TASK GOAL:
Please copy out the records that follow, word for word.
(TASK INPUTS)
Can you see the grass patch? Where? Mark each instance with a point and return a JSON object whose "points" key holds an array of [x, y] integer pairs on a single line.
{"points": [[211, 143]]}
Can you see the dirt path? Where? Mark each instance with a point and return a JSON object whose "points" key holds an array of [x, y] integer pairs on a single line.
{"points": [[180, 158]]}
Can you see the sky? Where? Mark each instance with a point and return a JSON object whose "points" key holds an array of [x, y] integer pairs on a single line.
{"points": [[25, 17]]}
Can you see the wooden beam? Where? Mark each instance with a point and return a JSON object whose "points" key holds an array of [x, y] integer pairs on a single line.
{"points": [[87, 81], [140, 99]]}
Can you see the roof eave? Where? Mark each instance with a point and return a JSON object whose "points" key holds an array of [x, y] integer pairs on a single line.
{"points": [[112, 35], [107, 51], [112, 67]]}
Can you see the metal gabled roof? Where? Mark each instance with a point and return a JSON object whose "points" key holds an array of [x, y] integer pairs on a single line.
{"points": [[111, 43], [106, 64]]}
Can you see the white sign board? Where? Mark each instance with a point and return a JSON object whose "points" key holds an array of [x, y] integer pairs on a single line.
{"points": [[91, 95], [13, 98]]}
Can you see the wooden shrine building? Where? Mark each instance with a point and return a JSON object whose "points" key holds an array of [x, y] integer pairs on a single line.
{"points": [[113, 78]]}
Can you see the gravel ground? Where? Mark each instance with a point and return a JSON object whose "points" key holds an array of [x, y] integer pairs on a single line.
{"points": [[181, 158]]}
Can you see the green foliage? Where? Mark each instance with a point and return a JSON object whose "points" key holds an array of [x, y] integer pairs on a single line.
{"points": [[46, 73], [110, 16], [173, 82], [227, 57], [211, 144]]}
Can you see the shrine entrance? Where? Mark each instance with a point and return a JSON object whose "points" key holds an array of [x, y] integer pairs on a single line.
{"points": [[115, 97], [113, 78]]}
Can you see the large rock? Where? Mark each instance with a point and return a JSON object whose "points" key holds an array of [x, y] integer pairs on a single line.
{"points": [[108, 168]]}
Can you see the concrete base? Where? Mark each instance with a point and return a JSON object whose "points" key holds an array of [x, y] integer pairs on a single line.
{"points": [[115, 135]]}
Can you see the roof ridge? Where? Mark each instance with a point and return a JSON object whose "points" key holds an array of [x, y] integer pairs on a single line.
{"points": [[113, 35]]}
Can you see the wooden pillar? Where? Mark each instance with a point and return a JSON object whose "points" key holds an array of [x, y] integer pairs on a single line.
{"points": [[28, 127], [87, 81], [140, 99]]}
(End TASK INPUTS)
THE ANSWER:
Can you see the grass patch? Where? Mark each instance with a point and return a JSON object whose "points" key holds an array of [x, y] integer pairs on a single line.
{"points": [[211, 143]]}
Can you see the dirt path? Where? Mark each instance with a point and return a JSON object whose "points" key holds an array of [x, y] integer pairs on a single line.
{"points": [[180, 158]]}
Can you see the sky? Where? Mark each instance with a point and return a JSON object whose "points" key holds an array of [x, y] integer pairs on a single line.
{"points": [[25, 17]]}
Can you see the wooden beam? Where? Mark each instance with a point and return a JSON object whose "points" key holds an array of [x, y] integer pairs on a single line.
{"points": [[87, 81], [140, 99]]}
Can you see the roof eave? Where? Mark each instance with a point and return a JSON object whose "points" key holds an array of [x, y] integer pairs on a single line.
{"points": [[112, 35], [107, 51], [112, 67]]}
Can you see the metal gabled roof? Where? Mark each instance with a point and return a JSON object whose "points" key holds an array of [x, y] integer pairs on a single line.
{"points": [[111, 43], [106, 64]]}
Can you see the white sign board? Where? Mark each instance with a point and return a JSON object whose "points" key holds an array of [x, y] integer pairs on a single line.
{"points": [[91, 95], [13, 98]]}
Can you see the wooden shrine building? Where? Mark each instance with a point and return a JSON object whose "points" key holds an array of [x, y] integer pairs on a single line.
{"points": [[113, 78]]}
Can you see the gravel ground? Where? Mark each instance with a point and return a JSON object whose "points" key holds an array of [x, y] integer pairs on a single line.
{"points": [[181, 158]]}
Can you see the green foliage? Where? Mark each instance with a point and return a JSON object whose "points" key holds an array of [x, y] integer pairs on a single line.
{"points": [[46, 73], [110, 16], [173, 82], [227, 57], [211, 144]]}
Can you see the shrine entrance? Where? Mark each instance with a point and return a JSON object whose "points" key holds an array of [x, y] integer pairs on a single line.
{"points": [[115, 97], [113, 78]]}
Can you see the large rock? Where? Mark each instance with a point and return a JSON object whose "points" key holds an array of [x, y] integer pairs on a single line.
{"points": [[108, 168]]}
Can you see the concrete base? Where? Mark each instance with a point and return a JSON object whose "points" key holds an array of [x, y] integer pairs on a single line.
{"points": [[115, 135]]}
Can you see the roof ridge? Where? Mark each instance with a point and return a JSON object whose "points" key holds an array of [x, y] integer pairs on a single line.
{"points": [[113, 35]]}
Can you see the wooden pillar? Where? Mark each instance with a point and return a JSON object whose "points" key holds an array of [x, y] integer pairs on a single line.
{"points": [[28, 127], [87, 81], [140, 99]]}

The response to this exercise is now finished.